Information shown >>
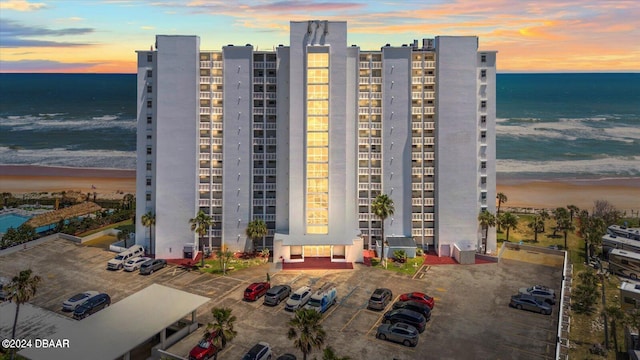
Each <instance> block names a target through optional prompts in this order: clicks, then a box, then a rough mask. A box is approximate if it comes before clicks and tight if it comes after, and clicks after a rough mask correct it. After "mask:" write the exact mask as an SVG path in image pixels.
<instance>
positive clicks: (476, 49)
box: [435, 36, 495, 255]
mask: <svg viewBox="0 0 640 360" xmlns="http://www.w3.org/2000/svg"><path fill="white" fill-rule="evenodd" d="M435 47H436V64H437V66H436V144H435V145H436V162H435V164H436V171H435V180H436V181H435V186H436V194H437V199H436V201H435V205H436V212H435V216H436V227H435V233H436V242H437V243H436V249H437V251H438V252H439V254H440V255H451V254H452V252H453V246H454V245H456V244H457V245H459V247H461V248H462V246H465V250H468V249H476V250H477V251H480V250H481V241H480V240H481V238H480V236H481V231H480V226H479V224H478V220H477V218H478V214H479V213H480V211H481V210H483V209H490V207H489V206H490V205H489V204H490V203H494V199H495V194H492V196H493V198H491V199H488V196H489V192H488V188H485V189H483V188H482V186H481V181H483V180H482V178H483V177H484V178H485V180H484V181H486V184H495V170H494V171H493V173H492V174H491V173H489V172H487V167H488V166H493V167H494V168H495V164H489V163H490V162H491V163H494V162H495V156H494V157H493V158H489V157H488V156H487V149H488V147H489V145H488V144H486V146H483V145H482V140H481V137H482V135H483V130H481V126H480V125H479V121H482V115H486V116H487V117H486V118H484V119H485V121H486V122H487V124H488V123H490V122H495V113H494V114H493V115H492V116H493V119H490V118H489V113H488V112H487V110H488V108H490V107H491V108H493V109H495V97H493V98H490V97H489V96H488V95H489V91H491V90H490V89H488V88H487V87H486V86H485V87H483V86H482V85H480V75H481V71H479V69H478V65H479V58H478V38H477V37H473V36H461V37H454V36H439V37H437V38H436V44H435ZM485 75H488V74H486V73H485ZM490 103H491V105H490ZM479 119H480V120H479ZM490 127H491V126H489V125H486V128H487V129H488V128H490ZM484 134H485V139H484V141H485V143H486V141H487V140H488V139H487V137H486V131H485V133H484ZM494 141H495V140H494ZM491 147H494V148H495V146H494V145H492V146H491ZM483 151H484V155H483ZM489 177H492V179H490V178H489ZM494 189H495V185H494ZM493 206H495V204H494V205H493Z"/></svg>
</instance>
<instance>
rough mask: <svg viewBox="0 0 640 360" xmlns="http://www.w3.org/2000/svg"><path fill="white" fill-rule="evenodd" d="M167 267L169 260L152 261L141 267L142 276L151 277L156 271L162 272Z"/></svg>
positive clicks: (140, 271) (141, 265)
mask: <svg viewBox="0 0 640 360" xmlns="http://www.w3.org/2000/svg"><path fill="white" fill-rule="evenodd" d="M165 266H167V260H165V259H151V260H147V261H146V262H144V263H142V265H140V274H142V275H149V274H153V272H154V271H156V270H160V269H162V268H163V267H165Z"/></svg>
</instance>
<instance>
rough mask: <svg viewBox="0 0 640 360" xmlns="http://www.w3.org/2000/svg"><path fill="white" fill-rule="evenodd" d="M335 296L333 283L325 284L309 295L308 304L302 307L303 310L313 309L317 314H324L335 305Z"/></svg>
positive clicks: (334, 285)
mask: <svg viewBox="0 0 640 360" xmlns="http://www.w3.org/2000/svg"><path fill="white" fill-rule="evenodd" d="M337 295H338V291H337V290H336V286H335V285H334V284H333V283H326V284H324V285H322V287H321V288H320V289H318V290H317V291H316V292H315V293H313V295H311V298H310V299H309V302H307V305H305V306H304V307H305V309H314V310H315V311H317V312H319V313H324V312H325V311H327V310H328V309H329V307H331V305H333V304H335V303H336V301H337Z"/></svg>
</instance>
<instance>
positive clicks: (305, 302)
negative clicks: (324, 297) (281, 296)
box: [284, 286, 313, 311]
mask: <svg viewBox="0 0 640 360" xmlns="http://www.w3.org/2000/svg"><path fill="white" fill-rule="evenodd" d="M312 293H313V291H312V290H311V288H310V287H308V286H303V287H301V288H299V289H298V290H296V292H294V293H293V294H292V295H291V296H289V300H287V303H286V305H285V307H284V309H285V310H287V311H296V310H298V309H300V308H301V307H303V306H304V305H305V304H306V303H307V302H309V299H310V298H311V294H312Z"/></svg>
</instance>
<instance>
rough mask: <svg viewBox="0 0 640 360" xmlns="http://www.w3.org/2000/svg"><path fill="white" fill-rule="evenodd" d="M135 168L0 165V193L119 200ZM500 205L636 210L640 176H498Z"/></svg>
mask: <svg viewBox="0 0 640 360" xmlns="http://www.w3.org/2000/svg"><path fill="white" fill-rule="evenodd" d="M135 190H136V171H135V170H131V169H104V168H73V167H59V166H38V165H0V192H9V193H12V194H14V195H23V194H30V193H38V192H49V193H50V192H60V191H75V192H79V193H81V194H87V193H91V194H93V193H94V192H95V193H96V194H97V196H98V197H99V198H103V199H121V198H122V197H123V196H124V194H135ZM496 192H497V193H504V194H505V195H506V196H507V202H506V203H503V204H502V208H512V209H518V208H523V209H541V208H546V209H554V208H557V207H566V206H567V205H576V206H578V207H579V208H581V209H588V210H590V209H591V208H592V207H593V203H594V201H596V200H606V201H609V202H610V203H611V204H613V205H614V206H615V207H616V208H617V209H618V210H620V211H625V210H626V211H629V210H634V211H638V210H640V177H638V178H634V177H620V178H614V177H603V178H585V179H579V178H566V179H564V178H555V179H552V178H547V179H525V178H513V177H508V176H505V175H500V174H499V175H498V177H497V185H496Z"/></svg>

Work item >> Where an entry holds a picture, leave the picture out and output the rest exactly.

Written response >>
Each <instance> block names a target through optional prompts in this order: clicks, then a box, then a rough mask. A box is approximate if it comes before clicks and tight if it comes after, and clicks after a rough mask correct it. After "mask:" write the exact mask as an SVG path in image pixels.
<instance>
positive clicks: (476, 49)
box: [435, 36, 495, 255]
mask: <svg viewBox="0 0 640 360" xmlns="http://www.w3.org/2000/svg"><path fill="white" fill-rule="evenodd" d="M435 47H436V64H437V66H436V144H435V145H436V162H435V164H436V171H435V180H436V181H435V186H436V194H437V199H436V201H435V205H436V212H435V216H436V227H435V233H436V242H437V243H436V249H437V251H438V252H439V254H440V255H451V254H452V252H453V246H454V245H456V244H457V245H459V247H461V248H462V246H465V250H468V249H476V250H477V251H480V250H481V241H480V240H481V238H480V236H481V231H480V226H479V224H478V220H477V218H478V214H479V213H480V211H481V210H483V209H490V207H489V206H490V205H489V204H490V203H494V199H495V194H492V196H493V198H491V199H488V196H489V192H488V188H485V189H483V188H482V186H481V181H483V180H482V178H483V177H484V178H485V180H484V181H486V184H495V170H494V171H493V173H492V174H491V173H489V172H487V167H488V166H493V167H494V168H495V164H489V163H490V162H491V163H494V162H495V156H494V157H493V158H489V157H488V156H487V149H488V147H489V145H488V144H486V146H483V145H482V140H481V137H482V135H483V130H481V126H480V125H479V121H482V115H486V116H487V117H486V118H484V119H485V121H486V122H487V124H488V123H490V122H495V113H494V114H493V115H492V116H493V119H490V118H489V113H488V112H487V110H488V108H490V107H491V108H493V109H495V97H493V98H490V97H489V96H488V95H489V91H491V90H490V89H488V88H487V87H486V86H485V87H483V86H482V85H480V75H481V71H479V69H478V65H479V58H478V38H477V37H473V36H461V37H454V36H439V37H437V38H436V44H435ZM485 75H488V74H486V73H485ZM490 103H491V105H490ZM479 119H480V120H479ZM490 127H491V126H489V125H486V128H487V129H488V128H490ZM484 134H485V139H484V141H485V143H486V141H487V140H488V139H487V137H486V131H485V133H484ZM494 141H495V140H494ZM491 147H494V148H495V146H494V145H492V146H491ZM483 151H484V155H483ZM489 177H492V179H490V178H489ZM494 189H495V185H494ZM493 206H495V204H494V205H493Z"/></svg>
</instance>
<instance>
rough mask: <svg viewBox="0 0 640 360" xmlns="http://www.w3.org/2000/svg"><path fill="white" fill-rule="evenodd" d="M167 267L169 260L152 261L141 267L142 276L151 277L156 271L162 272Z"/></svg>
positive clicks: (140, 271) (141, 265)
mask: <svg viewBox="0 0 640 360" xmlns="http://www.w3.org/2000/svg"><path fill="white" fill-rule="evenodd" d="M165 266H167V260H165V259H151V260H147V261H146V262H144V263H142V265H140V274H142V275H149V274H153V272H154V271H156V270H160V269H162V268H163V267H165Z"/></svg>
</instance>
<instance>
rough mask: <svg viewBox="0 0 640 360" xmlns="http://www.w3.org/2000/svg"><path fill="white" fill-rule="evenodd" d="M335 296L333 283L325 284L309 295L308 304L302 307L303 310L313 309L317 314H324L335 305Z"/></svg>
positive clicks: (334, 285)
mask: <svg viewBox="0 0 640 360" xmlns="http://www.w3.org/2000/svg"><path fill="white" fill-rule="evenodd" d="M337 295H338V291H337V290H336V286H335V285H334V284H333V283H326V284H324V285H322V287H321V288H320V289H318V290H317V291H316V292H315V293H313V295H311V298H310V299H309V302H307V305H305V306H304V307H305V309H314V310H315V311H317V312H319V313H324V312H325V311H327V310H328V309H329V307H331V305H333V304H335V303H336V301H337Z"/></svg>
</instance>
<instance>
positive clicks: (305, 302)
negative clicks: (324, 297) (281, 296)
box: [284, 286, 313, 311]
mask: <svg viewBox="0 0 640 360" xmlns="http://www.w3.org/2000/svg"><path fill="white" fill-rule="evenodd" d="M312 293H313V291H312V290H311V288H310V287H308V286H303V287H301V288H299V289H298V290H296V292H294V293H293V294H292V295H291V296H289V300H287V303H286V305H285V307H284V309H285V310H287V311H296V310H298V309H300V308H301V307H303V306H304V305H305V304H306V303H307V302H309V299H310V298H311V294H312Z"/></svg>
</instance>
<instance>
rough mask: <svg viewBox="0 0 640 360" xmlns="http://www.w3.org/2000/svg"><path fill="white" fill-rule="evenodd" d="M135 168L0 165V193L119 200ZM500 205L636 210L640 176H498Z"/></svg>
mask: <svg viewBox="0 0 640 360" xmlns="http://www.w3.org/2000/svg"><path fill="white" fill-rule="evenodd" d="M135 190H136V171H135V170H131V169H104V168H73V167H59V166H38V165H0V192H9V193H12V194H14V195H23V194H30V193H38V192H49V193H50V192H60V191H75V192H79V193H81V194H87V193H91V194H93V193H94V192H95V193H96V194H97V196H98V197H99V198H103V199H121V198H122V197H123V196H124V194H135ZM496 192H497V193H504V194H505V195H506V196H507V202H506V203H503V204H502V208H512V209H518V208H523V209H541V208H546V209H554V208H557V207H566V206H567V205H576V206H578V207H579V208H581V209H588V210H590V209H591V208H592V207H593V203H594V201H596V200H606V201H609V202H610V203H611V204H613V205H614V206H615V207H616V208H617V209H618V210H620V211H625V210H626V211H629V210H634V211H638V210H640V177H638V178H634V177H620V178H614V177H603V178H585V179H579V178H566V179H564V178H555V179H552V178H547V179H525V178H513V177H508V176H505V175H500V174H499V175H498V177H497V185H496Z"/></svg>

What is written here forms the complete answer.